### Exercise requirements
Using the records provided below, locate and copy each line that contains the word "beige".

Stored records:

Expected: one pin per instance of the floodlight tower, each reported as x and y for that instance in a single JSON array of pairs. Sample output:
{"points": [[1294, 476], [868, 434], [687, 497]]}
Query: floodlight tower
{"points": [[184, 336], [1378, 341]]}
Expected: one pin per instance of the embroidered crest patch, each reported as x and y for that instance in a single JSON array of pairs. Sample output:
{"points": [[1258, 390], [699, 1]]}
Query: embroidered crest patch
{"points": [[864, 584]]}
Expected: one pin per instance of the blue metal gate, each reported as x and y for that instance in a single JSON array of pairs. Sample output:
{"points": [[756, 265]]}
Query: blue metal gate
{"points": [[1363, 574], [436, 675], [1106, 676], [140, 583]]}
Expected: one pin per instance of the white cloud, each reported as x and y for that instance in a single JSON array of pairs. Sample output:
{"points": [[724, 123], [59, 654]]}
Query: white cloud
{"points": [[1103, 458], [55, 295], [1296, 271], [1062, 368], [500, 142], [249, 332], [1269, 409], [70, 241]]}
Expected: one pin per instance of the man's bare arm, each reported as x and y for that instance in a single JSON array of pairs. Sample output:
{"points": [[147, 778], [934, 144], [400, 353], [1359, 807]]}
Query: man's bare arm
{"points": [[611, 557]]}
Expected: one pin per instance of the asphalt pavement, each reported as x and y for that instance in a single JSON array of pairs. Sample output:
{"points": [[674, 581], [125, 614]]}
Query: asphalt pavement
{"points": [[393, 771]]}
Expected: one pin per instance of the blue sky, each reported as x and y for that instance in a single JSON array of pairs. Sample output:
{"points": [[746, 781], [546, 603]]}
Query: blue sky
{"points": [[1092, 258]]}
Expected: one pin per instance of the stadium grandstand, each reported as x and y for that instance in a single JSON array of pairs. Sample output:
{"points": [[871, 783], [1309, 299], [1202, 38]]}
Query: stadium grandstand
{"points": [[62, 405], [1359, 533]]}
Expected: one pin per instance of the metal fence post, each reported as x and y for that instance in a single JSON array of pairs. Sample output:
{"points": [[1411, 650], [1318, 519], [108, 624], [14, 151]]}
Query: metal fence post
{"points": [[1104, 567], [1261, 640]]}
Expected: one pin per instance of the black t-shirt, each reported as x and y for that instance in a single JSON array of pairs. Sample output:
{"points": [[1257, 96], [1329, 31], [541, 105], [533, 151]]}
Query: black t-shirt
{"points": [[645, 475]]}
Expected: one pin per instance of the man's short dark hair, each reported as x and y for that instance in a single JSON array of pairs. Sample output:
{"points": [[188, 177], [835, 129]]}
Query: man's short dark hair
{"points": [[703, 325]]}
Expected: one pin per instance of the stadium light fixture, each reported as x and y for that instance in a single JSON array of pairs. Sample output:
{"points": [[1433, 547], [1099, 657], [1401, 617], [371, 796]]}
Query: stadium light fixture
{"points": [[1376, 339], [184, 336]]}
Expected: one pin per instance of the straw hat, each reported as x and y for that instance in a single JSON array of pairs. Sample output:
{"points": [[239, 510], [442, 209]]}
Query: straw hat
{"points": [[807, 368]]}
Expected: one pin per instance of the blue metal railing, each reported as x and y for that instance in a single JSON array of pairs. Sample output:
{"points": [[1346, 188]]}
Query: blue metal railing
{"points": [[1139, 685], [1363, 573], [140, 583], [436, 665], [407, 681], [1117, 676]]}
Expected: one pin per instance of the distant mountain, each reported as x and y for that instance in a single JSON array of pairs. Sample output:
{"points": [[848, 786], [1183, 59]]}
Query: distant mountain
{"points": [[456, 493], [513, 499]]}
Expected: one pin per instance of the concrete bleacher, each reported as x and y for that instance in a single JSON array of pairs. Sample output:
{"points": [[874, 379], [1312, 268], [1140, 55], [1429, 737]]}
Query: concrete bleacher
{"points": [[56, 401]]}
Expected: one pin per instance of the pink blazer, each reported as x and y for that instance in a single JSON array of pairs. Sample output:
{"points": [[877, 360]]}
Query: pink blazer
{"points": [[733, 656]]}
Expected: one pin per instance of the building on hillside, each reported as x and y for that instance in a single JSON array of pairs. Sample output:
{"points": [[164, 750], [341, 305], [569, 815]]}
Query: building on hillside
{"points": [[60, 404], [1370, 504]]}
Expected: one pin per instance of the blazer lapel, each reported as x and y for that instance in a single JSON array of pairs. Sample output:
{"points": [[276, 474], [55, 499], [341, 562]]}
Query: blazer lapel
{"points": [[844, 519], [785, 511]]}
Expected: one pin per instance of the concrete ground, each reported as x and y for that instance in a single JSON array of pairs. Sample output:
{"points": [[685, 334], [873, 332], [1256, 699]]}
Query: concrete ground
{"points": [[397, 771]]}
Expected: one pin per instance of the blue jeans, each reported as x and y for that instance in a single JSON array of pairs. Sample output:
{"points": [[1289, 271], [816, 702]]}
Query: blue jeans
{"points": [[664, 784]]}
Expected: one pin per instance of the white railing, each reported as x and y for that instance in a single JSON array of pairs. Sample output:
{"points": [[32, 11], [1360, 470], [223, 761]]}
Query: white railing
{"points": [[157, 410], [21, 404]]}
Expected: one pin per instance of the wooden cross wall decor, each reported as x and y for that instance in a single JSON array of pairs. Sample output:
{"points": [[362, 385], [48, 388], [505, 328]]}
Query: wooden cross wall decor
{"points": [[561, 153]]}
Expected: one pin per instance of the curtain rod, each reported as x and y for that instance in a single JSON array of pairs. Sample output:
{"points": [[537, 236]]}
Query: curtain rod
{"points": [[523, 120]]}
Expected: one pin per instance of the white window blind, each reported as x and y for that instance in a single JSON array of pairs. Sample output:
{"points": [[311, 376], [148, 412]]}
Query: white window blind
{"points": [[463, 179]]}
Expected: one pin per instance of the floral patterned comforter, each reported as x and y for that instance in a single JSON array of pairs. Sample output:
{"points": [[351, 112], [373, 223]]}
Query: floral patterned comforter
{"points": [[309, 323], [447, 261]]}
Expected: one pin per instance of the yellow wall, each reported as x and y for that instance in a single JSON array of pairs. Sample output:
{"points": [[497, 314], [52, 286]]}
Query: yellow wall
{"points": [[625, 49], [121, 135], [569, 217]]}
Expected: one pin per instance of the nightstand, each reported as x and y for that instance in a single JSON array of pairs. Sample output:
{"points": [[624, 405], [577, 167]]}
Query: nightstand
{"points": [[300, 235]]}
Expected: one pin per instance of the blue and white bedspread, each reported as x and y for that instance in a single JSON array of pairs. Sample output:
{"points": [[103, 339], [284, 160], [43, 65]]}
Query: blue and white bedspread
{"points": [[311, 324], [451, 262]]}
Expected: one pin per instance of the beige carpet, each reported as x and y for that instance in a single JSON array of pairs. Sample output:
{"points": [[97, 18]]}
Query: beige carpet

### Task answer
Expected: one pin per instance of the beige carpet, each reported as x and y for that instance in a single JSON array of pairs. Sample output:
Query: beige carpet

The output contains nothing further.